Material for the task ▸
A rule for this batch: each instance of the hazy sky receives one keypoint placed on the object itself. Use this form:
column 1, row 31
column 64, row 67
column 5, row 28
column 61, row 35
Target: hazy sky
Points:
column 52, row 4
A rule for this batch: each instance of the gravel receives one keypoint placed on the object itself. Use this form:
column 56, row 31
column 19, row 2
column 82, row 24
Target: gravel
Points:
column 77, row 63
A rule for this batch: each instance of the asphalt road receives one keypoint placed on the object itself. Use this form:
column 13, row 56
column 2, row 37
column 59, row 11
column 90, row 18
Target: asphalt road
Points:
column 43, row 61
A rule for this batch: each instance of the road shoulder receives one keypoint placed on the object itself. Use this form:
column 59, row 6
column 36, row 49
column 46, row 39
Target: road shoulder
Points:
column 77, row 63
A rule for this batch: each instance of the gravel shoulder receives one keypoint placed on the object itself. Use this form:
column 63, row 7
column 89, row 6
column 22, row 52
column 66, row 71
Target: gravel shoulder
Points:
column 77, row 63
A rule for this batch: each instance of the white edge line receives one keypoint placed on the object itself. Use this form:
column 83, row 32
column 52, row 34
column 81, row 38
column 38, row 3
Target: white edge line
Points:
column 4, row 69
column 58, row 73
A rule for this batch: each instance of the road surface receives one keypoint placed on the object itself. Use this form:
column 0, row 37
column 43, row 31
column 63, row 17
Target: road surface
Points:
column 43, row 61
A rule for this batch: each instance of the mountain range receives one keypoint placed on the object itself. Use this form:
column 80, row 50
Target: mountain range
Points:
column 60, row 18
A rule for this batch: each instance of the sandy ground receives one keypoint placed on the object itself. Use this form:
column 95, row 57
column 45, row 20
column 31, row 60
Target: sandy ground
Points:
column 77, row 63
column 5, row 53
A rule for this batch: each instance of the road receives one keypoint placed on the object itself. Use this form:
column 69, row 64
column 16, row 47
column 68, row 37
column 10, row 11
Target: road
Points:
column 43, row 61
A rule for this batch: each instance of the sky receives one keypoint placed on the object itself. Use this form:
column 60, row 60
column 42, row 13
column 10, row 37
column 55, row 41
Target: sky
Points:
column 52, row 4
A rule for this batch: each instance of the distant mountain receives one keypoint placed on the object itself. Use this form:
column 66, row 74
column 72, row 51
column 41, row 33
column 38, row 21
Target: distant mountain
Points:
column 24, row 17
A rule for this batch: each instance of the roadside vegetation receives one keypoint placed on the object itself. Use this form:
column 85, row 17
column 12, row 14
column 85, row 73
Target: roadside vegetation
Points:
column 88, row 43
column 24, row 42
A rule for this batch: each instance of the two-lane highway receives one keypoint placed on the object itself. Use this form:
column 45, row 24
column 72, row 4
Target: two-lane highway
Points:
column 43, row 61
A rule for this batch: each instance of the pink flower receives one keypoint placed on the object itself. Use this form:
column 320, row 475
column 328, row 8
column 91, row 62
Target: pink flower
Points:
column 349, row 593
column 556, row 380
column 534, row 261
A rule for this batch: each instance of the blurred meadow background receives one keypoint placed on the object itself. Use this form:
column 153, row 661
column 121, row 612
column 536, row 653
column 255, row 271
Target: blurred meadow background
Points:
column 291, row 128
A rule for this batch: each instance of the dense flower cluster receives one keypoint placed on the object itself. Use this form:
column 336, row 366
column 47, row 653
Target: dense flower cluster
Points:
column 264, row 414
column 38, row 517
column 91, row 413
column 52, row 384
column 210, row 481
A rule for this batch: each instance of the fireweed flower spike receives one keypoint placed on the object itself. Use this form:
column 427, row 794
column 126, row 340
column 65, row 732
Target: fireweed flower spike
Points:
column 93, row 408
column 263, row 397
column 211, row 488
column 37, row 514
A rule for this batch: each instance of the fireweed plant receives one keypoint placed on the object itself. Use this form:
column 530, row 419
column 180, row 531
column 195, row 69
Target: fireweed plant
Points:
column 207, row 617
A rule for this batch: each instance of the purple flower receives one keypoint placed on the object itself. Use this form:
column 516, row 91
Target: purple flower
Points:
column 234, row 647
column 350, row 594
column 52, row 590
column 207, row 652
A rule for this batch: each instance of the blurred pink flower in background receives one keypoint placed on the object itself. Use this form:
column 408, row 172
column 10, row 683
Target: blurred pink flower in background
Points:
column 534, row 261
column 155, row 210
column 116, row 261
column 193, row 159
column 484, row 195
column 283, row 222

Short exercise ▸
Reproduce all of the records above word for word, without changing anything.

Full answer ▸
A rule for this batch: each instance of the hazy sky receives one keypoint placed on the object itself. Use this form:
column 1, row 31
column 64, row 67
column 5, row 28
column 61, row 35
Target: hazy sky
Points:
column 52, row 4
A rule for this batch: each instance of the gravel receives one keypoint placed on the object itself. Use this form:
column 56, row 31
column 19, row 2
column 82, row 24
Target: gravel
Points:
column 77, row 63
A rule for this batch: each instance of the asphalt road receives one keypoint placed on the object itself. Use this form:
column 13, row 56
column 2, row 37
column 59, row 11
column 90, row 18
Target: asphalt road
Points:
column 43, row 61
A rule for this batch: each instance of the road shoulder receives one keypoint placed on the object itself. Use this form:
column 59, row 6
column 36, row 49
column 46, row 39
Target: road shoulder
Points:
column 77, row 63
A rule for this batch: each instance of the gravel shoulder receives one keypoint placed on the object itself. Use this form:
column 63, row 7
column 89, row 6
column 22, row 52
column 66, row 71
Target: gravel shoulder
Points:
column 77, row 63
A rule for this batch: each instance of the white edge line receives one keypoint placed on the object itself. Use this form:
column 83, row 32
column 52, row 34
column 81, row 38
column 38, row 3
Target: white edge line
Points:
column 4, row 69
column 58, row 73
A rule for this batch: each instance of the road surface receives one keypoint placed on the object itself. Use this form:
column 0, row 37
column 43, row 31
column 63, row 17
Target: road surface
Points:
column 43, row 61
A rule for this batch: each instance of the mountain range receives one keypoint placed on the object itself. Use this form:
column 80, row 50
Target: mountain range
Points:
column 60, row 18
A rule for this batch: each instance of the sandy ground receives one keypoint placed on the object itself. Use this form:
column 95, row 57
column 45, row 20
column 31, row 60
Target: sandy ground
Points:
column 77, row 63
column 5, row 53
A rule for this batch: each instance of the road receives one keypoint placed on the object itself. Use this form:
column 69, row 64
column 16, row 47
column 68, row 37
column 10, row 11
Target: road
Points:
column 43, row 61
A rule for this batch: each instance of the sky receives one keypoint placed on the object itself. Use this form:
column 60, row 60
column 42, row 13
column 10, row 37
column 55, row 41
Target: sky
Points:
column 52, row 4
A rule for this batch: each instance of the distant mountain receives one keypoint placed on the object itself. Use this form:
column 66, row 74
column 72, row 51
column 41, row 33
column 38, row 21
Target: distant mountain
Points:
column 24, row 17
A rule for this batch: each instance of the roadside vegetation receives one keypoint placed on the object itself. Use this form:
column 85, row 17
column 12, row 14
column 85, row 73
Target: roadside vegetation
Points:
column 88, row 43
column 24, row 42
A rule for this batch: each instance of the two-lane highway receives one keypoint placed on the object itself. Use this form:
column 45, row 24
column 72, row 4
Target: two-lane highway
Points:
column 43, row 61
A rule for this batch: each instance of the pink flower receives one keypoint placed on the object itself. Use this form:
column 320, row 475
column 328, row 8
column 91, row 62
Target: pink flower
Points:
column 349, row 593
column 556, row 380
column 534, row 261
A rule for this batch: each instance of the blurred meadow background receives one keypoint placed on the object itself. Use this form:
column 153, row 661
column 121, row 612
column 536, row 653
column 255, row 271
Target: blurred meadow background
Points:
column 291, row 128
A rule for this batch: each instance of the dense flower cluster receives one keypoint placed on the object itself. Use this form:
column 336, row 366
column 47, row 653
Target: dense flower cluster
Points:
column 264, row 414
column 38, row 517
column 91, row 413
column 52, row 384
column 210, row 481
A rule for this batch: each instance of the fireweed flower spike receives one keypoint placed on the object itself. Use this form:
column 427, row 794
column 126, row 340
column 65, row 732
Target: fireweed flower spike
Points:
column 93, row 408
column 263, row 397
column 211, row 488
column 37, row 514
A rule for this batch: each instance of the fireweed plant receives one keypoint placed on the object itself. Use this form:
column 530, row 419
column 180, row 531
column 195, row 69
Target: fireweed plant
Points:
column 207, row 617
A rule for this batch: each instance of the purple flower receives one keypoint placed on the object itself. Use this form:
column 516, row 91
Target: purple flower
Points:
column 234, row 647
column 350, row 594
column 52, row 590
column 207, row 652
A rule for this batch: each instance of the blurred pink flower in background receives one keypoint placed on the object itself. Use this form:
column 408, row 172
column 10, row 683
Target: blurred pink flower in background
Points:
column 534, row 261
column 155, row 210
column 116, row 261
column 193, row 159
column 484, row 195
column 283, row 222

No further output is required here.